**What is needed**
Report each line of the data that contains the string "locate".

[Free-text object descriptions]

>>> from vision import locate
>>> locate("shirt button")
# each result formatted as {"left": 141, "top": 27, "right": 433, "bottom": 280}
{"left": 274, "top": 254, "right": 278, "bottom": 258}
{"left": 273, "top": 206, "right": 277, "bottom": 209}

**Exercise response**
>>> from vision import locate
>>> locate("shirt button")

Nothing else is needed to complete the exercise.